Records from a data collection
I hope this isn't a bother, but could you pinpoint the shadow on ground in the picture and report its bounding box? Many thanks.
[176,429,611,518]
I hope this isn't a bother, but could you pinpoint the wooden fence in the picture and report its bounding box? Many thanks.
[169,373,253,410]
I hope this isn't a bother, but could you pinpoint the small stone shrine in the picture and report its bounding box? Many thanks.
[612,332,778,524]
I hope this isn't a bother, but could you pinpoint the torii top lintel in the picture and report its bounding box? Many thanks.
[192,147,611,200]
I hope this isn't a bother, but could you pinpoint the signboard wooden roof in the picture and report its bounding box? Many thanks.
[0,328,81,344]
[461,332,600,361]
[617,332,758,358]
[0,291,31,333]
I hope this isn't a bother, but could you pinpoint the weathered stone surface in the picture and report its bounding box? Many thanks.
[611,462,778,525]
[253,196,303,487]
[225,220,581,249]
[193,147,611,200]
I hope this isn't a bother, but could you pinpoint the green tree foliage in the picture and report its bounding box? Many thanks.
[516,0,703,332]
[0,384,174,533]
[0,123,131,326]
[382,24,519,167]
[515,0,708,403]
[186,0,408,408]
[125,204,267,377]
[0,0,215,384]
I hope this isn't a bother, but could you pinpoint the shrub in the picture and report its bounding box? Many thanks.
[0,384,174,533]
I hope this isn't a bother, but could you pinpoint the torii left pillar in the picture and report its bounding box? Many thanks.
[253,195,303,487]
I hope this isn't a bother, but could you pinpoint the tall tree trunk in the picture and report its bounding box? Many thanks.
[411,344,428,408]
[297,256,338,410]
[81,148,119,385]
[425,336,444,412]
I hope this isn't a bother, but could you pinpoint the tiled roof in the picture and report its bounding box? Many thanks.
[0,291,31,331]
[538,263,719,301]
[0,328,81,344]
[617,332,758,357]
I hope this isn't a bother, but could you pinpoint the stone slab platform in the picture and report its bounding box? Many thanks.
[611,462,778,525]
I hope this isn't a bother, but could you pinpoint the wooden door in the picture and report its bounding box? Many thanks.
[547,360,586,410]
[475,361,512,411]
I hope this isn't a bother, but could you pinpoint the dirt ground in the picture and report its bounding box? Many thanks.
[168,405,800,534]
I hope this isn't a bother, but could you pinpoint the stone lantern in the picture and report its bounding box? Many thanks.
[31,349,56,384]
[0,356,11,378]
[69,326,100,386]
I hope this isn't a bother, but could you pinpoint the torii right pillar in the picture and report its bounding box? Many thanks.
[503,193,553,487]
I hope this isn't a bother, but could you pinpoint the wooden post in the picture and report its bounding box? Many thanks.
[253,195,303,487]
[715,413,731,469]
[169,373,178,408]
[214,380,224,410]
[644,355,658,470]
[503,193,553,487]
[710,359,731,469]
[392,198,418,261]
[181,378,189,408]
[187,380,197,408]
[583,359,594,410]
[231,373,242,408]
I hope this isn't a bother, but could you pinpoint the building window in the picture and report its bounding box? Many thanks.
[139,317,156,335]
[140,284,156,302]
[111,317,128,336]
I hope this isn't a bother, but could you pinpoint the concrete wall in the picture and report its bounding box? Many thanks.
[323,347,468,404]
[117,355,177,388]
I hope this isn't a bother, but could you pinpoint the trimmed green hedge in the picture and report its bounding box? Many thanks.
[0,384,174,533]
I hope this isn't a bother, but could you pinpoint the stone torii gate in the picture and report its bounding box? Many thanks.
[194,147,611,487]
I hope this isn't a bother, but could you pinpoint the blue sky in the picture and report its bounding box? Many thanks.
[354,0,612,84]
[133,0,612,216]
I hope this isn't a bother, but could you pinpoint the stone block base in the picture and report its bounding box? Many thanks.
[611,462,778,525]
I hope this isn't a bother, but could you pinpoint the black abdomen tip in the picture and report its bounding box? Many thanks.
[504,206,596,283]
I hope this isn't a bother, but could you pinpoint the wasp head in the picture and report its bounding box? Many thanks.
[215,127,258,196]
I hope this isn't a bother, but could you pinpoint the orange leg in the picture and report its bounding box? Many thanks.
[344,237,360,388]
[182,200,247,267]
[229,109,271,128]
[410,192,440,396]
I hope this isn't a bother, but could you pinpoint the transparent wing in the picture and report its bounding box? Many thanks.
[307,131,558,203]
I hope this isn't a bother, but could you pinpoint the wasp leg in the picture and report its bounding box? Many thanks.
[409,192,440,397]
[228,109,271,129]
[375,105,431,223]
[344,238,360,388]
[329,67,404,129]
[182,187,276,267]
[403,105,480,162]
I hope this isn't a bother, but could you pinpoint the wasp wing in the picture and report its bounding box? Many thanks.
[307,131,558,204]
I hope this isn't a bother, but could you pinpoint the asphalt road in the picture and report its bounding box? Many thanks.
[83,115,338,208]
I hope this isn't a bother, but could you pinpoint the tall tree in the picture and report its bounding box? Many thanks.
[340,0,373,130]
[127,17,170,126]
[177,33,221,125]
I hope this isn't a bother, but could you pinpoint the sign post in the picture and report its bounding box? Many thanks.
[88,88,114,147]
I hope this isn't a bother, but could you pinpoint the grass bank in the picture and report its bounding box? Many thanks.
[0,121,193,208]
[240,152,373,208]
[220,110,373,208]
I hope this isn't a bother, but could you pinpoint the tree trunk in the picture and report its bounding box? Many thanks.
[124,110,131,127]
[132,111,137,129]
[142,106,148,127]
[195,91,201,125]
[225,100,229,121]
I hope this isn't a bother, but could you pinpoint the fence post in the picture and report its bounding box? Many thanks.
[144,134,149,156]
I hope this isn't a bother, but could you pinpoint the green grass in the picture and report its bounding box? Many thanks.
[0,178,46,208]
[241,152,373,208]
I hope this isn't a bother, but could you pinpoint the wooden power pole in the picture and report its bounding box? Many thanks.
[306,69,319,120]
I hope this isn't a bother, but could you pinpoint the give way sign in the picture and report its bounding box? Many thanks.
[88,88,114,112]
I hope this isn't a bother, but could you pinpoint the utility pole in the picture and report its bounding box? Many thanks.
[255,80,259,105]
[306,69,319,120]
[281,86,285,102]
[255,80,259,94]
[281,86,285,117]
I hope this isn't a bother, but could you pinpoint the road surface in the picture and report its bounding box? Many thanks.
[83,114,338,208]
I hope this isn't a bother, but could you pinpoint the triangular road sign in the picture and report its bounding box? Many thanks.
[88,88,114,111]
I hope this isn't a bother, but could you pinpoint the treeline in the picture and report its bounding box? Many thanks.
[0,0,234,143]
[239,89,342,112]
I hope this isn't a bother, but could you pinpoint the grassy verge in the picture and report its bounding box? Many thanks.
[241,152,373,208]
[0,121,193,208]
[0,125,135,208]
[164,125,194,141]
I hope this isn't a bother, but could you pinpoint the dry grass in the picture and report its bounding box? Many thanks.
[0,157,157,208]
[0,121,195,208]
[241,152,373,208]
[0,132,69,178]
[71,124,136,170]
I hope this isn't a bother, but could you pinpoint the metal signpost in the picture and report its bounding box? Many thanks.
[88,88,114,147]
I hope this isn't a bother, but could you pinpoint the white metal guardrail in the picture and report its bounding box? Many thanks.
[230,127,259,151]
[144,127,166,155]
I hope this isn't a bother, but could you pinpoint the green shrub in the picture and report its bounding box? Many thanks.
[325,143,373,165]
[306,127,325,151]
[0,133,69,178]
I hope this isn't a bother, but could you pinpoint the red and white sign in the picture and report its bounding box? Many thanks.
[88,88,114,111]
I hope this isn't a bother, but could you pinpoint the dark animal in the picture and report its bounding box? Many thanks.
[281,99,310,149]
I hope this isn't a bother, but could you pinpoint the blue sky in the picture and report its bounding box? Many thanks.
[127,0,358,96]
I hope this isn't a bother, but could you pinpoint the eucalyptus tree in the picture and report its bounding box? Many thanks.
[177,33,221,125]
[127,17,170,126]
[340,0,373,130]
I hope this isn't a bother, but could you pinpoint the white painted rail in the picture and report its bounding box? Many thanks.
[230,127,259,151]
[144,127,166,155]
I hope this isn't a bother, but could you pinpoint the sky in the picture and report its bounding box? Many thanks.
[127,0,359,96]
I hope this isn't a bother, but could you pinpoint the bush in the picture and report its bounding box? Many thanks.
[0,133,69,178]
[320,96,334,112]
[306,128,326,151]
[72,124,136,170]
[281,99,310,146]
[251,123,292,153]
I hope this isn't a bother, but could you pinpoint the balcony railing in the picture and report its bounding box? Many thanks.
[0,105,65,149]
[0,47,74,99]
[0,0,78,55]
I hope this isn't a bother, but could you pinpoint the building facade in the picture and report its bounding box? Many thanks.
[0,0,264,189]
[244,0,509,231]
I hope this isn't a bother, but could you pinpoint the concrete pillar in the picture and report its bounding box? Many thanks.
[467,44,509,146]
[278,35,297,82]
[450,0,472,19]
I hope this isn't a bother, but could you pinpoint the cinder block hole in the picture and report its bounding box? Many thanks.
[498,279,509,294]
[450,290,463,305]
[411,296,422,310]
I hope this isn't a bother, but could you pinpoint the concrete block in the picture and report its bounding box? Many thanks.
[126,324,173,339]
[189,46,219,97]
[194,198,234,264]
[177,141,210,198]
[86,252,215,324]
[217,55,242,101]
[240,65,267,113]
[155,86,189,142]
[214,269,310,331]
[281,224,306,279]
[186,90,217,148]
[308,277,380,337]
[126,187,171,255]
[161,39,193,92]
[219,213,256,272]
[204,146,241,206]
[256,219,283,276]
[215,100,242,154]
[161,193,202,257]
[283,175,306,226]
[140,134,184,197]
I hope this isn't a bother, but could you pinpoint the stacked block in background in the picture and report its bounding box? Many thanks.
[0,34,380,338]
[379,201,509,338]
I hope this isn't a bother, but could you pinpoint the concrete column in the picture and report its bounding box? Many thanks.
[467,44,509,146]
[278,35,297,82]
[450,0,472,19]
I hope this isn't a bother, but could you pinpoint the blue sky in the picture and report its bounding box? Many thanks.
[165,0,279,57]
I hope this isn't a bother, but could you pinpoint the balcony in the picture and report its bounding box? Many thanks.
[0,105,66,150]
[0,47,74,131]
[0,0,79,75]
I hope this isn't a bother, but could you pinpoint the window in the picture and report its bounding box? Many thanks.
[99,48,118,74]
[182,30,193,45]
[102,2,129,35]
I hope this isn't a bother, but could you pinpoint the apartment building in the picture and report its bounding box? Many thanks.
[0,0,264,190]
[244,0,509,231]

**WRITTEN PROBLEM:** Put the lines of the records above into a Markdown table with the columns n and Line, starting at the line that has "pinpoint the utility" and ending after the line that has "[239,89,342,112]". Number each row in n, and leave out any blank lines.

**ANSWER TO THIS EXERCISE:**
| n | Line |
|---|---|
| 1 | I hope this isn't a bother, but could you pinpoint the utility pole in the picture and report its bounding box? Many thanks. |
| 2 | [255,80,259,105] |
| 3 | [306,69,319,120] |
| 4 | [281,86,285,102] |
| 5 | [255,80,259,94] |
| 6 | [281,86,285,117] |
| 7 | I hope this isn't a bother, but could you pinpoint the road surface in the picture and report its bounding box? Many thanks. |
| 8 | [83,114,338,208] |
| 9 | I hope this isn't a bother, but could you pinpoint the triangular road sign in the picture and report its bounding box? Many thanks. |
| 10 | [88,88,114,111] |
| 11 | I hope this isn't a bother, but could you pinpoint the treeline in the picture and report its bounding box? Many thanks. |
| 12 | [0,0,234,143] |
| 13 | [239,89,342,112] |